## [Aim of the exercise]
Format every line of the records below as a numbered list, skipping blank lines and leaving out the pictures.

** START Task data **

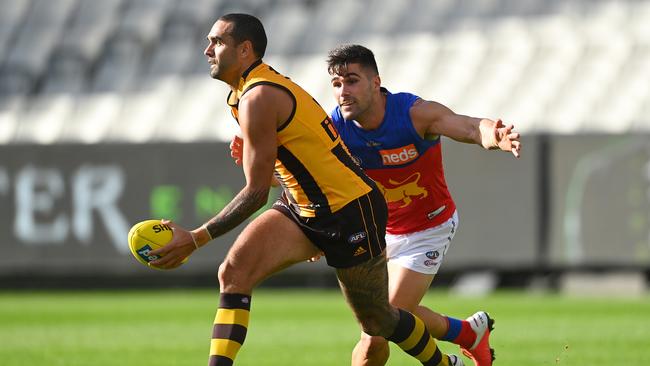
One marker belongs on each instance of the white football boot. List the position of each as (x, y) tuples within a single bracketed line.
[(480, 352)]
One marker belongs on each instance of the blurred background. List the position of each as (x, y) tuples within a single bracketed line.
[(108, 117)]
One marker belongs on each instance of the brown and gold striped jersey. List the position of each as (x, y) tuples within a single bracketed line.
[(313, 166)]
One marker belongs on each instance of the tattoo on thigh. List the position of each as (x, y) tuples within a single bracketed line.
[(365, 285)]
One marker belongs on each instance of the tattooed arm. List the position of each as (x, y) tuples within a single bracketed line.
[(261, 110)]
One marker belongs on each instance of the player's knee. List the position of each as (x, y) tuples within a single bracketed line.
[(232, 279), (373, 346), (376, 323)]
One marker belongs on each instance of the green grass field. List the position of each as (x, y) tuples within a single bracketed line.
[(302, 327)]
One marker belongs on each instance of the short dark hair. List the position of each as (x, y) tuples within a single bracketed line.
[(341, 56), (246, 27)]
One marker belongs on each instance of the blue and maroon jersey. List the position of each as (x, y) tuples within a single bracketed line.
[(407, 168)]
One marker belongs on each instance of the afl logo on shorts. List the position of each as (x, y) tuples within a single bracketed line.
[(433, 254), (355, 238)]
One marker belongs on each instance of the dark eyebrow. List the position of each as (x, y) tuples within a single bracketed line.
[(214, 39), (347, 75)]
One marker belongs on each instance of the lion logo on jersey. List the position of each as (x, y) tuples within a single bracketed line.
[(403, 191)]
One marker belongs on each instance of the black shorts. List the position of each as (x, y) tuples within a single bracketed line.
[(349, 236)]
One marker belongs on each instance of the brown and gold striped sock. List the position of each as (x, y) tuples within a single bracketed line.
[(413, 337), (230, 326)]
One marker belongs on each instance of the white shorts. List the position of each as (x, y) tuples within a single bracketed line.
[(422, 251)]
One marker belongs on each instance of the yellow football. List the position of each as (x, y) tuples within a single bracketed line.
[(146, 236)]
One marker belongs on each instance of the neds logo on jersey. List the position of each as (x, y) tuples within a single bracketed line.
[(401, 155)]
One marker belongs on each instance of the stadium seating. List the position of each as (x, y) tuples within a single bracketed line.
[(133, 70)]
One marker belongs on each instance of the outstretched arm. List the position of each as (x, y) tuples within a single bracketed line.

** END Task data **

## [Exercise result]
1. One marker belongs on each instance of the white football boot. List the position of each as (x, y) tuples within a single bracketed line.
2. [(480, 352)]
3. One marker belongs on each instance of the blurred background. List the position of each as (x, y) tuples within a single bracketed line.
4. [(108, 117)]
5. One marker belongs on each instance of the brown and gold striped jersey. List the position of each as (x, y) tuples within a single bracketed line.
6. [(313, 166)]
7. One marker belongs on each instance of the tattoo on thigh. List the position of each as (x, y) tuples within a single bracketed line.
8. [(365, 285)]
9. One marker belongs on each instance of the tattooed arm. List the position of each as (x, y) tuples within a single bracketed line.
10. [(261, 110)]
11. One marker belongs on each instance of the player's knee. List the position of each as (x, y) tuples within a single bracketed line.
12. [(232, 279), (373, 346), (376, 323)]
13. One marker belongs on each instance of the green grass field. List the position of each as (x, y) tuples within a single bracketed line.
14. [(302, 327)]
15. One marker belongs on each instance of the short dark hair. List the position of each as (x, y) tuples within a single bracketed line.
16. [(341, 56), (246, 27)]
17. One marker belongs on each instance of the blue and maroon jersey. List the position of each as (x, y) tuples within a single bracketed line.
18. [(407, 168)]
19. One marker belongs on each instance of the afl logo on shorts. List the position of each as (x, y) tuples within a single bracketed line.
20. [(433, 254), (355, 238)]
21. One marker belongs on each instance of the dark eyebrow. List the position of each as (x, y) tuples within a single bracketed line.
22. [(214, 39), (347, 75)]
23. One marker belongs on each instance of the lion logo on jersey. List the position of each as (x, y) tuples within a single bracketed line.
24. [(403, 191)]
25. One marker belongs on each instance of the black shorts. List the position of each as (x, y) tuples within a single bracketed line.
26. [(349, 236)]
27. One marker belongs on each instance of the brown and gold striped sock. List the position of each as (x, y) tuples within a single bracketed line.
28. [(413, 337), (230, 326)]
29. One marker belongs on each instance of the white shorts. List the position of each as (x, y) tuples within a single bracketed line.
30. [(422, 251)]
31. One marker belongs on each instance of the yellow football. List the position of each as (x, y) tuples within a single bracketed line.
32. [(146, 236)]
33. One marker belongs on each instance of the neds logo on jersey. List the position of each as (x, y) tuples within a single bracketed line.
34. [(401, 155)]
35. One marker belongs on each instance of the stadium seating. List the position of each as (x, y) tuples within a single bracketed line.
36. [(133, 70)]
37. One marker belongs on each instance of the outstretched arm. List the position of each as (x, y) tuples within a single bracketed line.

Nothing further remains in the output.